**Source excerpt**
%%

WHOSE LAND? WHOSE TRUTH?
For decades, Western governments have claimed to support peace, international law, and historical truth in the Middle East. Yet when it comes to Israel and Jerusalem, many of those same governments have abandoned consistency, rewarded rejectionism, and embraced narratives that erase Jewish history and legal rights.
The result is not peace. It is the normalization of a double standard that increasingly resembles a modern form of antisemitism. Antisemitism has morphed through the ages. Modern day anti-Zionism is antisemitism wrapped in a different guise.
The historical record is clear. In 1947, the United Nations proposed partitioning the territory of the British Mandate into Jewish and Arab states. Much of the middle east had already been divided up into Arab states. Despite the British White Paper carving up the original land committed to the Jews, the Jewish leadership accepted the proposal. The Arab states rejected it and launched a war to destroy the nascent Jewish state.
The refugee crisis that followed did not emerge from acceptance of partition, but from its violent rejection. It is worth noting that in launching the war of annihilation against Israel in 1948, the Arab leadership also advised its people to leave, supposedly temporarily, to make way for the invading armies to deal with the Jews. The plan was for them to return and reclaim their property, only things didn’t go to plan. Had the Arab leadership accepted the UN proposal, there would have been both a Jewish state and an Arab state in 1948. Ironically, there is never any mention of the similar number of Jews ethnically cleansed from Arab lands – from Yemen to Iraq and Egypt to Morocco.

%%

[Location annotation dataset excerpts]
%%

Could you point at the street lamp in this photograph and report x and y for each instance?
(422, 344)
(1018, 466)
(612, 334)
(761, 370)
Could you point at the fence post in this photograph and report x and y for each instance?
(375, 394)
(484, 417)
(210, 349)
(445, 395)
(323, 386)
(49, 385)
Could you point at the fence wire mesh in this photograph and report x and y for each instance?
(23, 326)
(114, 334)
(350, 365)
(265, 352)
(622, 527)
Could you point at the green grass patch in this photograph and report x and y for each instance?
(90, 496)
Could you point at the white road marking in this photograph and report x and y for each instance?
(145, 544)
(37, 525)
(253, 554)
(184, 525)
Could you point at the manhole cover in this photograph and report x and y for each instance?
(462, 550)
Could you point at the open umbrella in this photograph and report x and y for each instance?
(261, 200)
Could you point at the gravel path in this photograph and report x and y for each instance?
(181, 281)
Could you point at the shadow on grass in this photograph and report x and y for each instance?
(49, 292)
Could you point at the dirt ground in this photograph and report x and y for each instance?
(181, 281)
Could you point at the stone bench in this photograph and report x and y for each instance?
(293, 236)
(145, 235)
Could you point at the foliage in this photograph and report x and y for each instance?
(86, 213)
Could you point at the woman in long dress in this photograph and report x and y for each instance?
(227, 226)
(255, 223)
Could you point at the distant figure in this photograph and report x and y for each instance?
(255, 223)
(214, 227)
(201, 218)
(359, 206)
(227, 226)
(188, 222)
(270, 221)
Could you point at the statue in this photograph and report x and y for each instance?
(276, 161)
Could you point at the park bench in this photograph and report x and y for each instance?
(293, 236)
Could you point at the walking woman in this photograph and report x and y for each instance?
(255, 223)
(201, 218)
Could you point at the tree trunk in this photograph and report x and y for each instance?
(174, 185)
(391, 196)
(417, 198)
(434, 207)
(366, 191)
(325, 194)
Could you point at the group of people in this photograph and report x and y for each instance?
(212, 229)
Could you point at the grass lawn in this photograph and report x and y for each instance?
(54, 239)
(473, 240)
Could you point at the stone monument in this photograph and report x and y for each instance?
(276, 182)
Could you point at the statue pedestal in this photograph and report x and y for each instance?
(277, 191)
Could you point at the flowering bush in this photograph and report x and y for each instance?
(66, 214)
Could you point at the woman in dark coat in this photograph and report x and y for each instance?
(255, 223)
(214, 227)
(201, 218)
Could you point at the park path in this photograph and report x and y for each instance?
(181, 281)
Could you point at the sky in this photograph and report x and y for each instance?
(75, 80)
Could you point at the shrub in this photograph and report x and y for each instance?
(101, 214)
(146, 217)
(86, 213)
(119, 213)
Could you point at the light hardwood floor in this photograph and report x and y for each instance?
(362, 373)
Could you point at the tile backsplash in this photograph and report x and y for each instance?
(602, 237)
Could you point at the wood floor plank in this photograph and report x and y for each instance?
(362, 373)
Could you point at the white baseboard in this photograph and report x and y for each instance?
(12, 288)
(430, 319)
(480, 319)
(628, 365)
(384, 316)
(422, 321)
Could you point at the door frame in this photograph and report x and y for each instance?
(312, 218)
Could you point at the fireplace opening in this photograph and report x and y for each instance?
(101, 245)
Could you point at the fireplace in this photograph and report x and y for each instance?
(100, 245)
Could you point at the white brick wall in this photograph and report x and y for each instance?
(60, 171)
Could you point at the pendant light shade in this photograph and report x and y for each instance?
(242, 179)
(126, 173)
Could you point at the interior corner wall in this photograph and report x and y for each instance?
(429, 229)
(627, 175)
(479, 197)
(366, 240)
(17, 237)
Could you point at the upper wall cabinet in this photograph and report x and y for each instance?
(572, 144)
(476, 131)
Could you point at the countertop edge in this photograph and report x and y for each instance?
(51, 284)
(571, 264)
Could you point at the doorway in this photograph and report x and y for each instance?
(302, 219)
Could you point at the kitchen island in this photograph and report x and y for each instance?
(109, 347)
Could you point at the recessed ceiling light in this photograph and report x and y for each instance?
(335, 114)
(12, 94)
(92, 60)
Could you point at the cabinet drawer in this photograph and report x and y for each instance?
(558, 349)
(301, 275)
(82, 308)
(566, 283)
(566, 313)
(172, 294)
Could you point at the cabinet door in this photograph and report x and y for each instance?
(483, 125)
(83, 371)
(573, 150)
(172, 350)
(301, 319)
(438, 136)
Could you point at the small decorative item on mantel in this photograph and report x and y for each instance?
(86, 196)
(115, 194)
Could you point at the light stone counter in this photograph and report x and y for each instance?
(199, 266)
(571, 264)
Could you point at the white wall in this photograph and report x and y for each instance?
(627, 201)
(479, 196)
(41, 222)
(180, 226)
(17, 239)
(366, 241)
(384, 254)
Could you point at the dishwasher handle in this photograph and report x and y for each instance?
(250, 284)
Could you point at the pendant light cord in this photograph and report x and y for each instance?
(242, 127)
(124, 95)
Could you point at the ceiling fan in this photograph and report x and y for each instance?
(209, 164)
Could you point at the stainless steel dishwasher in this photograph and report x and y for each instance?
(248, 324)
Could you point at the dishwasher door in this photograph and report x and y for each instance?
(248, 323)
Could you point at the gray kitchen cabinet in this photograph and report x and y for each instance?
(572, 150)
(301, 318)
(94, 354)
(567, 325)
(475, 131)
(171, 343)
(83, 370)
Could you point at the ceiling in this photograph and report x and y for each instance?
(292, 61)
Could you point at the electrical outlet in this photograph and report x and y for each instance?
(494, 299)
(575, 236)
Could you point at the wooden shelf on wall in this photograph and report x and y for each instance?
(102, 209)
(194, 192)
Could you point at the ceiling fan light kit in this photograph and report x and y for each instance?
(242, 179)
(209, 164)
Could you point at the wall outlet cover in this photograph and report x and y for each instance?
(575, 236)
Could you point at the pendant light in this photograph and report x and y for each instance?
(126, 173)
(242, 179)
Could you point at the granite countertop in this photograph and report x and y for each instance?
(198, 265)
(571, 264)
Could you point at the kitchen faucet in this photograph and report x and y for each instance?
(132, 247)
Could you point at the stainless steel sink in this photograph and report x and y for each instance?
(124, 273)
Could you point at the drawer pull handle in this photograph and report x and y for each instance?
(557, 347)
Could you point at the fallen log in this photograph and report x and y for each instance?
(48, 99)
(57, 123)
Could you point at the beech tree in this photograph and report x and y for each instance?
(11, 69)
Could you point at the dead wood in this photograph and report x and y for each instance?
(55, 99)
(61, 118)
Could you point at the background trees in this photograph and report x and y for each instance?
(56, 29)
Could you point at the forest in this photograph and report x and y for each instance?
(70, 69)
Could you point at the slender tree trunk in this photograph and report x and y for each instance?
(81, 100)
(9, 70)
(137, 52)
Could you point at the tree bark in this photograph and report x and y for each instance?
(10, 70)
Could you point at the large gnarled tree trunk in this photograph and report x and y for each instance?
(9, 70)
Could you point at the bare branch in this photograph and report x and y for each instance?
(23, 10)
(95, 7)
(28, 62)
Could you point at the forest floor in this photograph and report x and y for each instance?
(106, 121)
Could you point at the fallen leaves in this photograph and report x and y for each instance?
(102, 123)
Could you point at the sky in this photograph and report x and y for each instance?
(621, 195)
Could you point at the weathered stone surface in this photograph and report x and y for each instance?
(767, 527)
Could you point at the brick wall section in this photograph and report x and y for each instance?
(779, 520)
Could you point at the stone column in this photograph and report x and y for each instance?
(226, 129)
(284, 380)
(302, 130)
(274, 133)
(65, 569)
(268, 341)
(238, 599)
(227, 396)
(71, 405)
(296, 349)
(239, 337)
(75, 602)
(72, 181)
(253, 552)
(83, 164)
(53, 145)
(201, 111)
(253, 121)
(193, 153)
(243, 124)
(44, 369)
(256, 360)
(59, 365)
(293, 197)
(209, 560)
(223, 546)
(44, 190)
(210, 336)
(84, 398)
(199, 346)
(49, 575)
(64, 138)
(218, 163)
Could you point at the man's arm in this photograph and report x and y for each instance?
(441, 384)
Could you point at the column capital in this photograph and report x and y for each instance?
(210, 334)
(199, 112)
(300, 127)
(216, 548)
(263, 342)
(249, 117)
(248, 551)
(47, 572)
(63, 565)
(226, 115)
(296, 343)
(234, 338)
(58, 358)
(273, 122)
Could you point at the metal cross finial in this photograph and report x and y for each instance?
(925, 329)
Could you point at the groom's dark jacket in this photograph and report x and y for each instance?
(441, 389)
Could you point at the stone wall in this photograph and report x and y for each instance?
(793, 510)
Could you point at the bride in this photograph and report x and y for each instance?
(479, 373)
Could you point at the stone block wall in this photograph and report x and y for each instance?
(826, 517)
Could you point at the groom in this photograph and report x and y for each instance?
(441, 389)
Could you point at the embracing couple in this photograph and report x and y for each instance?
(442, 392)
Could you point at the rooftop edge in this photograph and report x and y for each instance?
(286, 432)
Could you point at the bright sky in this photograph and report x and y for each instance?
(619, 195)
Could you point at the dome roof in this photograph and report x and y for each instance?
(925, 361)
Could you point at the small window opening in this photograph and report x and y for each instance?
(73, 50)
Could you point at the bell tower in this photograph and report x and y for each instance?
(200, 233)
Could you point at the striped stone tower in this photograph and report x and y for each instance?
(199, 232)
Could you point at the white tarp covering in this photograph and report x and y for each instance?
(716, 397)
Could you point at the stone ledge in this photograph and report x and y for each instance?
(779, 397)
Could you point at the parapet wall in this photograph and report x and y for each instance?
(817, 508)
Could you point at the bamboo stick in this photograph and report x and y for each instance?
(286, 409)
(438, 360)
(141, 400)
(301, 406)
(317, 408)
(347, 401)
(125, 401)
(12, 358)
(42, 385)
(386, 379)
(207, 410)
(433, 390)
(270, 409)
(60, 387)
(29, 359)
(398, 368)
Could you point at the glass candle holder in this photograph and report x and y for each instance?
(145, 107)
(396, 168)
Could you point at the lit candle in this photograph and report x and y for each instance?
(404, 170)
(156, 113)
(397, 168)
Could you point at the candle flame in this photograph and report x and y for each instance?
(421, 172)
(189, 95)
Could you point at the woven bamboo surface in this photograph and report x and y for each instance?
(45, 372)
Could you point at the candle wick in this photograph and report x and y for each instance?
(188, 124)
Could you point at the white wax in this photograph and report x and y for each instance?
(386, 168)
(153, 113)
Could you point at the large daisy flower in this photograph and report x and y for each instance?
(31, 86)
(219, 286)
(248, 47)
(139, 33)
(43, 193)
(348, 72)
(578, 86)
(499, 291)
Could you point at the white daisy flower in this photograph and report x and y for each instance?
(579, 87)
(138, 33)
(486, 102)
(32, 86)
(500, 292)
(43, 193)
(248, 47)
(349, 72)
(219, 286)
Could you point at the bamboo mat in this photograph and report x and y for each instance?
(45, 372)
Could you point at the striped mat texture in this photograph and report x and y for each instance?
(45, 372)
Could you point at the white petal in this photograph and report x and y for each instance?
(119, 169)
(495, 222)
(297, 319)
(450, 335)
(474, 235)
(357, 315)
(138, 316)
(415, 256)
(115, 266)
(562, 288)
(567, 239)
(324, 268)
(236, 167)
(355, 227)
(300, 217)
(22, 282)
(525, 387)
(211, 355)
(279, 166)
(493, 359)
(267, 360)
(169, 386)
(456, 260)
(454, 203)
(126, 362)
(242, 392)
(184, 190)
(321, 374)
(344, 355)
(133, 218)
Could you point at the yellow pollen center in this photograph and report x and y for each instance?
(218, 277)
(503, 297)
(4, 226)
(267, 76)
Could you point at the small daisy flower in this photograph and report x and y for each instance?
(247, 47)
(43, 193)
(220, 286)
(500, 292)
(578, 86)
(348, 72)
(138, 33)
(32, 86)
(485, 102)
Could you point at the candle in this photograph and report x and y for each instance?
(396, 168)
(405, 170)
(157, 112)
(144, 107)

%%

**What you will do**
- a) Which Arab lands does the essay on Israel and Jerusalem name as places from which Jews were ethnically cleansed? List all of them.
- b) According to the essay on Israel and Jerusalem, in what year did the United Nations propose partitioning the British Mandate into Jewish and Arab states?
- c) Reproduce the stretch of the essay on Israel and Jerusalem from "The result is" through "nascent Jewish state.".

**Written responses**
- a) Yemen, Iraq, Egypt, Morocco

- b) 1947

- c)
The result is not peace. It is the normalization of a double standard that increasingly resembles a modern form of antisemitism. Antisemitism has morphed through the ages. Modern day anti-Zionism is antisemitism wrapped in a different guise.
The historical record is clear. In 1947, the United Nations proposed partitioning the territory of the British Mandate into Jewish and Arab states. Much of the middle east had already been divided up into Arab states. Despite the British White Paper carving up the original land committed to the Jews, the Jewish leadership accepted the proposal. The Arab states rejected it and launched a war to destroy the nascent Jewish state.